• Document extract
..........

Some horse coat colors are distinguished by unique patterns. However, even for horses with coat colors that are arranged in a manner unique to each individual horse, these patterns are not called "markings." Some coat colors partially distinguished by unique patterning include:

- Bay: A horse coat color that features black point coloration on a red base coat. All bay horses have a black mane, tail and legs (except where overlain by white markings), caused by the presence of the agouti gene. Most have black hairs along the edges of their ears and on their muzzles, and occasionally will have a slight darkening of the hairs along their backbone.
- Brindle: An extremely rare horse coat pattern; it typically features faint vertical striping in a shade slightly diluted from the base coat color. Brindling may be associated with chimerism.
- Dun: A horse coat color that features primitive markings: a slightly darker hair shade from the base coat located in a dorsal stripe along the horse's backbone, horizontal striping on the upper legs and sometimes transverse striping across the shoulders. These markings identify a horse as a dun as opposed to a buckskin or a bay.
- Leopard complex: Responsible for a variety of patterns, typically leopard-type spotting, and is most closely identified with the Appaloosa breed.
- Pinto: A horse coat color that is distinguished by one of several possible broad spotting patterns, as opposed to the smaller spots typical of the Appaloosa. Variations include Piebald, Skewbald, Overo, Tobiano, Tovero and Sabino.
- Roan: A horse coat color that features white and dark hairs intermingled together, but the horse has head and legs of the base color with very little white. Roans sometimes have dark areas on their coats similar to Bend-Or spots, called "corn marks".

..........

• What is expected
Copy word for word the stretch of the passage on horse coat patterns from "- Bay: A horse" through "buckskin or a bay.".

• Data to examine
..........

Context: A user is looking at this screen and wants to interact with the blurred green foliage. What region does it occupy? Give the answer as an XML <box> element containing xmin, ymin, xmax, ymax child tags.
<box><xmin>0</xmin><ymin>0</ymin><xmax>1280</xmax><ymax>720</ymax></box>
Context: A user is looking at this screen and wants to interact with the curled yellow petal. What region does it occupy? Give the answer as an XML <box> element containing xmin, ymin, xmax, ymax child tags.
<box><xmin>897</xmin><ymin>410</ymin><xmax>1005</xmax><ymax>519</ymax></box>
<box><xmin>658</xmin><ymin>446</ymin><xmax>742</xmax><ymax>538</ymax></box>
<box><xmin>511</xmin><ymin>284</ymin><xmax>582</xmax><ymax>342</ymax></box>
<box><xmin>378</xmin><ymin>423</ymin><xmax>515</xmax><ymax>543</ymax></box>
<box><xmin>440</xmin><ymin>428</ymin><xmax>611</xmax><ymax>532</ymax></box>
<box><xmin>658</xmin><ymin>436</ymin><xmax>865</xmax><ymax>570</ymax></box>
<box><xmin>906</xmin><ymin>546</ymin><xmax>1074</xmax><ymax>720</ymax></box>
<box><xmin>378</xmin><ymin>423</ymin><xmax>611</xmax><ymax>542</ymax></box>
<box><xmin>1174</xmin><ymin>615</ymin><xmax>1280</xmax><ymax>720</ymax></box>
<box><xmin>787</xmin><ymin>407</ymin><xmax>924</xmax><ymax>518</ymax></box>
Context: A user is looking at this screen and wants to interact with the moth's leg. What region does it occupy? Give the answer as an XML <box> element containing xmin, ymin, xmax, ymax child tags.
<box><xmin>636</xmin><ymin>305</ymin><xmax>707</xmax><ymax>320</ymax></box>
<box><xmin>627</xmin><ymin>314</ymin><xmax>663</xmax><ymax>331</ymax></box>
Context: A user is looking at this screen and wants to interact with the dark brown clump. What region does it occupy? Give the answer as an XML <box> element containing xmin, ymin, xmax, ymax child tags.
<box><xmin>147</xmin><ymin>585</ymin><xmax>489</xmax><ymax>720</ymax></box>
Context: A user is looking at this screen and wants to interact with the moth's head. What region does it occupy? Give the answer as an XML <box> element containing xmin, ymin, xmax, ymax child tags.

..........

• Reply
- Bay: A horse coat color that features black point coloration on a red base coat. All bay horses have a black mane, tail and legs (except where overlain by white markings), caused by the presence of the agouti gene. Most have black hairs along the edges of their ears and on their muzzles, and occasionally will have a slight darkening of the hairs along their backbone.
- Brindle: An extremely rare horse coat pattern; it typically features faint vertical striping in a shade slightly diluted from the base coat color. Brindling may be associated with chimerism.
- Dun: A horse coat color that features primitive markings: a slightly darker hair shade from the base coat located in a dorsal stripe along the horse's backbone, horizontal striping on the upper legs and sometimes transverse striping across the shoulders. These markings identify a horse as a dun as opposed to a buckskin or a bay.